== Source extract ==
○ ○ ○ ○ ○ ○ ○

Mark and Jerri Jorgensen were a happy couple on a cruise ship a year ago visiting various parts of Japan. But when they both tested positive for a mysterious disease later called COVID-19, they became guinea pigs for doctors racing to figure out what the new coronavirus was and how to treat it.
Mark Jorgensen became the first Utahn to receive treatment for COVID-19 on Feb. 28, 2020, exactly one year ago. He was sent to Intermountain Medical Center in Murray after testing positive at an Air Force base in California and was among only three Utahns who had the coronavirus at that time. His wife had previously tested positive and was quarantining in Japan.
At the time, he felt “totally normal” and experienced no symptoms despite the diagnosis.
“It was puzzling to me as to why all this fuss was being made,” the 56-year-old said during a Zoom news conference Sunday, reflecting on his thoughts from a year ago.
Since Jorgensen’s diagnosis, COVID-19 has raged across the globe. Nearly 2,000 people have died in Utah, and more than 500,000 have died in the United States alone. Sports shut down for months worldwide. Preventive health measures such as mask-wearing have become politicized.
But recently, coronavirus infections, hospitalizations and deaths are largely trending downward. People are receiving vaccines. The scientific community and the public at large know more about COVID-19 now than they did a year ago.

○ ○ ○ ○ ○ ○ ○

== Dataset records ==

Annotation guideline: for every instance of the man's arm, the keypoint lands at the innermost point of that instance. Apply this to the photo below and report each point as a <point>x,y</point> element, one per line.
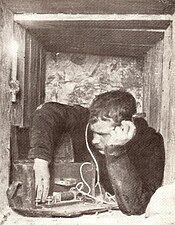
<point>49,123</point>
<point>131,190</point>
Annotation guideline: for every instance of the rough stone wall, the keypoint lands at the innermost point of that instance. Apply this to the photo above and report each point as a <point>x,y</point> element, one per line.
<point>6,29</point>
<point>77,78</point>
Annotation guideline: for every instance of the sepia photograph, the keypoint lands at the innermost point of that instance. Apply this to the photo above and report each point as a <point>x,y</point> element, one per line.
<point>87,112</point>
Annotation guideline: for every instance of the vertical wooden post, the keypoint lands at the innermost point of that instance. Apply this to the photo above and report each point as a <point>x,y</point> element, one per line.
<point>171,134</point>
<point>6,31</point>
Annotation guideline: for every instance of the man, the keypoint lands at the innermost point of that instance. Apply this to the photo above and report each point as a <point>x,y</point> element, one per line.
<point>130,154</point>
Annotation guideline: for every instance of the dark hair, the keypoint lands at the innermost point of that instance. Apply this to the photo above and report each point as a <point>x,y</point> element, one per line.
<point>118,105</point>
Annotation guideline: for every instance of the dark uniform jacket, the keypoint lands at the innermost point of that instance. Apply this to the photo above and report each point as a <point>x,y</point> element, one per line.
<point>132,172</point>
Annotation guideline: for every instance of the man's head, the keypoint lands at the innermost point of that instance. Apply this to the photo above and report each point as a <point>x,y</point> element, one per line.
<point>107,111</point>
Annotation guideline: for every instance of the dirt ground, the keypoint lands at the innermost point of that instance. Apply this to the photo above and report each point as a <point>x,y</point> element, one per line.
<point>9,217</point>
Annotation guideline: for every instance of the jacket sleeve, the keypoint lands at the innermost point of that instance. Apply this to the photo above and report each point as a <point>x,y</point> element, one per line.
<point>49,122</point>
<point>133,188</point>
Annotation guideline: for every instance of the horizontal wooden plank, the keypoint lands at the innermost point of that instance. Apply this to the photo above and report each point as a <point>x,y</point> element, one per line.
<point>100,24</point>
<point>91,6</point>
<point>89,17</point>
<point>81,36</point>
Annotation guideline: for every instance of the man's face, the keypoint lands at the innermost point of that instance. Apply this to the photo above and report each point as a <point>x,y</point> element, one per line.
<point>101,133</point>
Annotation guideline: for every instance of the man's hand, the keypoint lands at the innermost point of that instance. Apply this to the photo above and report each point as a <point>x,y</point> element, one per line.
<point>122,134</point>
<point>42,179</point>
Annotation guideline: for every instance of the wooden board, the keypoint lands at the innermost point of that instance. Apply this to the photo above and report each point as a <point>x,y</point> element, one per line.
<point>91,6</point>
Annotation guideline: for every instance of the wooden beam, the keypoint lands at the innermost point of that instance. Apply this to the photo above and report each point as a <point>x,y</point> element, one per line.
<point>80,37</point>
<point>89,17</point>
<point>92,7</point>
<point>100,24</point>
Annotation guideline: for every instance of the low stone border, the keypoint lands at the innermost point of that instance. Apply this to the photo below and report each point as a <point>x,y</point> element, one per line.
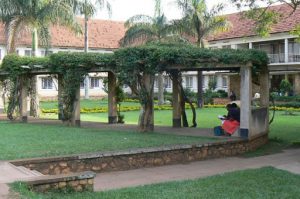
<point>77,182</point>
<point>139,158</point>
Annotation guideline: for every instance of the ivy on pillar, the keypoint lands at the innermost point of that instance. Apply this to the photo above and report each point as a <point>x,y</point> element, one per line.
<point>76,109</point>
<point>112,103</point>
<point>265,94</point>
<point>246,95</point>
<point>59,98</point>
<point>23,99</point>
<point>176,100</point>
<point>297,84</point>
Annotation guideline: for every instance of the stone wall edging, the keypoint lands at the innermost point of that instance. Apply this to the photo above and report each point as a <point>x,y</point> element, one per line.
<point>76,181</point>
<point>139,158</point>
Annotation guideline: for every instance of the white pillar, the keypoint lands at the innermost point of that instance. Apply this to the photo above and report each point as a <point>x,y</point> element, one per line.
<point>23,100</point>
<point>286,50</point>
<point>176,101</point>
<point>112,104</point>
<point>250,45</point>
<point>246,95</point>
<point>76,109</point>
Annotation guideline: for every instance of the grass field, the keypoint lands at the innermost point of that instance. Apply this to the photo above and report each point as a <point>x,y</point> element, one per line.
<point>261,183</point>
<point>30,140</point>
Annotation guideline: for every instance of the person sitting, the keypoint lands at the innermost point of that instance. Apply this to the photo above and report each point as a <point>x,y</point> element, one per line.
<point>230,122</point>
<point>232,96</point>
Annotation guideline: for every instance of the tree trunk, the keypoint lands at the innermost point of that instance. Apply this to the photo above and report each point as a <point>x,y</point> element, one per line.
<point>199,89</point>
<point>146,119</point>
<point>185,122</point>
<point>86,49</point>
<point>34,101</point>
<point>160,81</point>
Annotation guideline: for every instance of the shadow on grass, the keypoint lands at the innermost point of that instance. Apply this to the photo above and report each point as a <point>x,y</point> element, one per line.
<point>275,145</point>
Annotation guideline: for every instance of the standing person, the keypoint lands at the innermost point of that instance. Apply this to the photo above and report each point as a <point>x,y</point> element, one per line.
<point>232,96</point>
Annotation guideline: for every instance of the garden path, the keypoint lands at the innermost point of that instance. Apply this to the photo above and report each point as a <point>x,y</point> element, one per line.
<point>288,160</point>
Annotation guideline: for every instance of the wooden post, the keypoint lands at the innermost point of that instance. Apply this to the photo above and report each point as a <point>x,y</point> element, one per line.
<point>59,97</point>
<point>176,100</point>
<point>265,94</point>
<point>264,87</point>
<point>76,109</point>
<point>23,100</point>
<point>246,95</point>
<point>112,103</point>
<point>297,84</point>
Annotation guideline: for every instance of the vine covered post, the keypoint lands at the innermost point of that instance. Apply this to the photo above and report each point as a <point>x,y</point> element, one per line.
<point>60,97</point>
<point>146,118</point>
<point>112,103</point>
<point>23,99</point>
<point>246,95</point>
<point>76,109</point>
<point>176,100</point>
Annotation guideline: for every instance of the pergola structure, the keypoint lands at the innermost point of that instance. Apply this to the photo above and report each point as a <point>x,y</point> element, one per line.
<point>254,120</point>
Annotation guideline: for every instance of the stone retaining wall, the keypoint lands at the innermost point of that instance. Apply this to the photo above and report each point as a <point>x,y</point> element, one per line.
<point>77,182</point>
<point>133,159</point>
<point>223,101</point>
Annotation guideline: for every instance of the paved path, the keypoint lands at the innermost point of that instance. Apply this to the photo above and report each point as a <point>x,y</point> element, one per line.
<point>289,160</point>
<point>10,173</point>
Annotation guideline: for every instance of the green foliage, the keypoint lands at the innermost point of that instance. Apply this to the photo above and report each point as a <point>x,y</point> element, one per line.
<point>131,65</point>
<point>285,86</point>
<point>18,69</point>
<point>279,98</point>
<point>212,83</point>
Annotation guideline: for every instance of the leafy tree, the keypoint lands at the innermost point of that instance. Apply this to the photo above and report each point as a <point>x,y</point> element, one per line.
<point>143,28</point>
<point>88,10</point>
<point>285,87</point>
<point>36,16</point>
<point>198,21</point>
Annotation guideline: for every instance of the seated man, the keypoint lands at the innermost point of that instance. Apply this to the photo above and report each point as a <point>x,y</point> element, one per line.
<point>231,122</point>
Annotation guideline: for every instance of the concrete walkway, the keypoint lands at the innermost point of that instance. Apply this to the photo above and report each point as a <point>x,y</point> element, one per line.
<point>288,160</point>
<point>10,173</point>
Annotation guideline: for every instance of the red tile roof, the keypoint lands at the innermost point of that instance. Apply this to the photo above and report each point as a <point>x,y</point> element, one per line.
<point>241,27</point>
<point>103,34</point>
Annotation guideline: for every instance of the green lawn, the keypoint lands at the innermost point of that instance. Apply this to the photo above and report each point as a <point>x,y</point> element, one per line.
<point>284,131</point>
<point>85,104</point>
<point>261,183</point>
<point>206,117</point>
<point>30,140</point>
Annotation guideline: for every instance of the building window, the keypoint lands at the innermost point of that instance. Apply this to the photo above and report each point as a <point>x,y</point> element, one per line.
<point>45,53</point>
<point>156,82</point>
<point>168,83</point>
<point>95,82</point>
<point>28,53</point>
<point>189,81</point>
<point>47,83</point>
<point>224,82</point>
<point>226,46</point>
<point>82,85</point>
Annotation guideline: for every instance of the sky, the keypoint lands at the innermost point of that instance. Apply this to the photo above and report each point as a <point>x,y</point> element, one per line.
<point>124,9</point>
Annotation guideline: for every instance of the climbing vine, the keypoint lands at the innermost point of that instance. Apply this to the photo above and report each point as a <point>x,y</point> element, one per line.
<point>134,66</point>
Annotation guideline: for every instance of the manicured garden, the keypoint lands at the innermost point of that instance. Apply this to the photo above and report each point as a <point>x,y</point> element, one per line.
<point>261,183</point>
<point>30,140</point>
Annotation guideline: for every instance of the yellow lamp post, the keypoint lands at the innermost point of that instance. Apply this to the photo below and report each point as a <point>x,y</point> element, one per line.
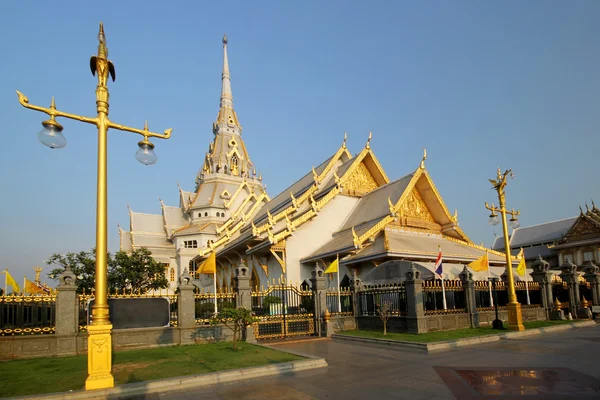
<point>513,308</point>
<point>99,339</point>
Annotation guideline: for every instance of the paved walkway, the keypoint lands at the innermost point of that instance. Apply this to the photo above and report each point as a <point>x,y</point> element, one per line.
<point>560,365</point>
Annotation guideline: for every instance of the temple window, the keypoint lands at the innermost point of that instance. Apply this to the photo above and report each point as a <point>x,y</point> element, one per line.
<point>234,165</point>
<point>190,244</point>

○ ○ ○ ○ ○ ○ ○

Rewrite the part of the article on Mark Jorgensen that opens with the words containing "At the time, he" and closes with "have become politicized.", swapping "Zoom news conference" for "video call". The data have no connection to the article on Mark Jorgensen.

At the time, he felt “totally normal” and experienced no symptoms despite the diagnosis.
“It was puzzling to me as to why all this fuss was being made,” the 56-year-old said during a video call Sunday, reflecting on his thoughts from a year ago.
Since Jorgensen’s diagnosis, COVID-19 has raged across the globe. Nearly 2,000 people have died in Utah, and more than 500,000 have died in the United States alone. Sports shut down for months worldwide. Preventive health measures such as mask-wearing have become politicized.